### Natural language region descriptions
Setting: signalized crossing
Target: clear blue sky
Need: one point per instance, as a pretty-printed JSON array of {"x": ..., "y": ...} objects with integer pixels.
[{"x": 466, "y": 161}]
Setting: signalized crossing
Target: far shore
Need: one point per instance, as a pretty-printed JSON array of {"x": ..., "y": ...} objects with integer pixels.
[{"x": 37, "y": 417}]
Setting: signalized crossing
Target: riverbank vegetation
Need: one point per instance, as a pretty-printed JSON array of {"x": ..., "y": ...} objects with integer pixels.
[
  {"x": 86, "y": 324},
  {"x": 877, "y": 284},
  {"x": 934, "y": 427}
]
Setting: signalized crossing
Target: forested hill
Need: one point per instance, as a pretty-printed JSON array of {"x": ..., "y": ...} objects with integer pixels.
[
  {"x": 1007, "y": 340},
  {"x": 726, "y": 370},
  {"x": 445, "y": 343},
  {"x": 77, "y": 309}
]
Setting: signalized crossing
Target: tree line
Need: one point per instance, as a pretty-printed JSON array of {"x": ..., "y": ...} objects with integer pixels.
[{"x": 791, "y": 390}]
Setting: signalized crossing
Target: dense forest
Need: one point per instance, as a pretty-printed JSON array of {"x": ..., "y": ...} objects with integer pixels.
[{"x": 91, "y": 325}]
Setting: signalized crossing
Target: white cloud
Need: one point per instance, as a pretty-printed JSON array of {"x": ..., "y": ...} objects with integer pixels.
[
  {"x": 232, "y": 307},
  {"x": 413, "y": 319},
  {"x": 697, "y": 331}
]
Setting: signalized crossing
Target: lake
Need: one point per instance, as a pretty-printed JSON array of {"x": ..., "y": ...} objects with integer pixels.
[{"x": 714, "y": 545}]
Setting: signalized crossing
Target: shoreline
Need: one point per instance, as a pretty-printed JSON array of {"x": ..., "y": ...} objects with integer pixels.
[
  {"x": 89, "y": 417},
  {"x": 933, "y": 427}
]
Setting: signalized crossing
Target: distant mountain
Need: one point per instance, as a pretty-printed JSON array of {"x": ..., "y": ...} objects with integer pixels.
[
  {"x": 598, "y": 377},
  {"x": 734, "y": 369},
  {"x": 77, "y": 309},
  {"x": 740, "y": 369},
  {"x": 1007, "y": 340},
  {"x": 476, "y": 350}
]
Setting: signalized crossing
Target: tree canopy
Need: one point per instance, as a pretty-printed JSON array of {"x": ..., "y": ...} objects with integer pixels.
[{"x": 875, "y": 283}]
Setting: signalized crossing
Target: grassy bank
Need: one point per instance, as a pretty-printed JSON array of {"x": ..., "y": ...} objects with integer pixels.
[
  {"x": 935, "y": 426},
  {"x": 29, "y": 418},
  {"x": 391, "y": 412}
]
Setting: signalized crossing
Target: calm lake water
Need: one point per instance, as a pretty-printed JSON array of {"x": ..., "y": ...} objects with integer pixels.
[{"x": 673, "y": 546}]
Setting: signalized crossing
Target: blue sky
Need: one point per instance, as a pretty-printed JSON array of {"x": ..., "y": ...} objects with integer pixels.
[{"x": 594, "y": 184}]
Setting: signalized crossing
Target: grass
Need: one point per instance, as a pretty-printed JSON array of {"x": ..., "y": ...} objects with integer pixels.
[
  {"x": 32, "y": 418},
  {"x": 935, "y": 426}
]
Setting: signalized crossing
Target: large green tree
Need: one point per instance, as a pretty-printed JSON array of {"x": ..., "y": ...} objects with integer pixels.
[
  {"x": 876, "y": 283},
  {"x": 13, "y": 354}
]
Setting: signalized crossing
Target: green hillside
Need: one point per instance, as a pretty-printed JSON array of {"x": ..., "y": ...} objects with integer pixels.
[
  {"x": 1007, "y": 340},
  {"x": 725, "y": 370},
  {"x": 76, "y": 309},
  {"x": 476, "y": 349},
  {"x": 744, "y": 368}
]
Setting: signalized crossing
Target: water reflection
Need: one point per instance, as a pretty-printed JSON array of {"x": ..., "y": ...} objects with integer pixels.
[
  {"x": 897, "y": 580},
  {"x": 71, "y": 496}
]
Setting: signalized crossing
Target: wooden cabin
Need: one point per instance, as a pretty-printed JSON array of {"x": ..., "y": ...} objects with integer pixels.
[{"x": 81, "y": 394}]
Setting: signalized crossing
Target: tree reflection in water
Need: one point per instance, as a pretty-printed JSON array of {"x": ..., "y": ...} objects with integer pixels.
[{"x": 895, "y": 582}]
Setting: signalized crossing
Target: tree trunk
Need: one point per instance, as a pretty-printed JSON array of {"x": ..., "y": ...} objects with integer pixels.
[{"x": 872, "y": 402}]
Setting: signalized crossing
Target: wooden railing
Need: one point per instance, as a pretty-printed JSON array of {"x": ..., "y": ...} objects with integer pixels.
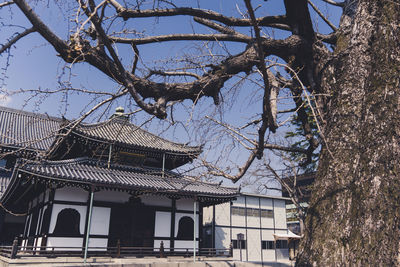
[{"x": 16, "y": 251}]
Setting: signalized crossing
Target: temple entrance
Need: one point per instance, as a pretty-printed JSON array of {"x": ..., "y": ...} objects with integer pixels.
[{"x": 133, "y": 224}]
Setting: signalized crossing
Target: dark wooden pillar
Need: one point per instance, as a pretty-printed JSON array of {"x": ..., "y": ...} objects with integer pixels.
[
  {"x": 172, "y": 232},
  {"x": 213, "y": 228},
  {"x": 200, "y": 222}
]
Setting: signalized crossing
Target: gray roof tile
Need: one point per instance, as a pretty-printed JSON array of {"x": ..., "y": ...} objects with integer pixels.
[
  {"x": 122, "y": 131},
  {"x": 21, "y": 129},
  {"x": 27, "y": 130},
  {"x": 96, "y": 173}
]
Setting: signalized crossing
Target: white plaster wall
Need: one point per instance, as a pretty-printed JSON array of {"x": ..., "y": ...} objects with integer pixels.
[
  {"x": 38, "y": 242},
  {"x": 282, "y": 254},
  {"x": 111, "y": 196},
  {"x": 71, "y": 194},
  {"x": 207, "y": 215},
  {"x": 97, "y": 244},
  {"x": 236, "y": 252},
  {"x": 268, "y": 254},
  {"x": 252, "y": 202},
  {"x": 238, "y": 220},
  {"x": 222, "y": 237},
  {"x": 268, "y": 235},
  {"x": 186, "y": 204},
  {"x": 156, "y": 201},
  {"x": 58, "y": 207},
  {"x": 254, "y": 245},
  {"x": 185, "y": 244},
  {"x": 222, "y": 214},
  {"x": 266, "y": 203},
  {"x": 100, "y": 221},
  {"x": 280, "y": 213},
  {"x": 157, "y": 244},
  {"x": 163, "y": 224},
  {"x": 70, "y": 242},
  {"x": 178, "y": 216},
  {"x": 46, "y": 197},
  {"x": 239, "y": 202}
]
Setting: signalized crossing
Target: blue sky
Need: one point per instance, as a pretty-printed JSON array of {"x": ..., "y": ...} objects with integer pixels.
[{"x": 34, "y": 64}]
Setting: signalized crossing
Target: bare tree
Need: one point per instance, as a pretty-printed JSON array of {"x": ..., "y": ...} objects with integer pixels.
[{"x": 349, "y": 78}]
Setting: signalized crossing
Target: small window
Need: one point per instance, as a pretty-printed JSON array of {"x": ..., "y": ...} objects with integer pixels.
[
  {"x": 281, "y": 244},
  {"x": 237, "y": 244},
  {"x": 185, "y": 229},
  {"x": 68, "y": 221},
  {"x": 267, "y": 213},
  {"x": 267, "y": 244},
  {"x": 238, "y": 211}
]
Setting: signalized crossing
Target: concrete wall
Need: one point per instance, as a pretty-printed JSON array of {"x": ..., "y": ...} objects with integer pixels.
[{"x": 254, "y": 228}]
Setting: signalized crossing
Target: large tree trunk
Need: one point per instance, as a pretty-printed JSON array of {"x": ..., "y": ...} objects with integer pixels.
[{"x": 354, "y": 214}]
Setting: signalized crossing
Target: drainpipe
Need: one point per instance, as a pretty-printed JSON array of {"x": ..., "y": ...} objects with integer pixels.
[
  {"x": 163, "y": 169},
  {"x": 194, "y": 230},
  {"x": 89, "y": 224},
  {"x": 109, "y": 156}
]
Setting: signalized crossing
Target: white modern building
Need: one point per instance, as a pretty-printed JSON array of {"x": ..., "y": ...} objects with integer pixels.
[{"x": 258, "y": 220}]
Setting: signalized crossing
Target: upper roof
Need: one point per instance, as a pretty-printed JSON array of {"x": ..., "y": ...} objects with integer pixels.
[
  {"x": 21, "y": 129},
  {"x": 97, "y": 173},
  {"x": 120, "y": 131},
  {"x": 5, "y": 177}
]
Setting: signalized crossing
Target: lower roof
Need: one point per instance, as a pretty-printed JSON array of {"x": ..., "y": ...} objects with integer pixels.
[{"x": 98, "y": 174}]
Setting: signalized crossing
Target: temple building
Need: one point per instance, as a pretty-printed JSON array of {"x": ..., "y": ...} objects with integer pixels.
[{"x": 71, "y": 185}]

### YOUR GOAL
Scan the entries for the word "water". Report each line that has it.

### EXPECTED OUTPUT
Target: calm lake water
Target: water reflection
Target: tree reflection in water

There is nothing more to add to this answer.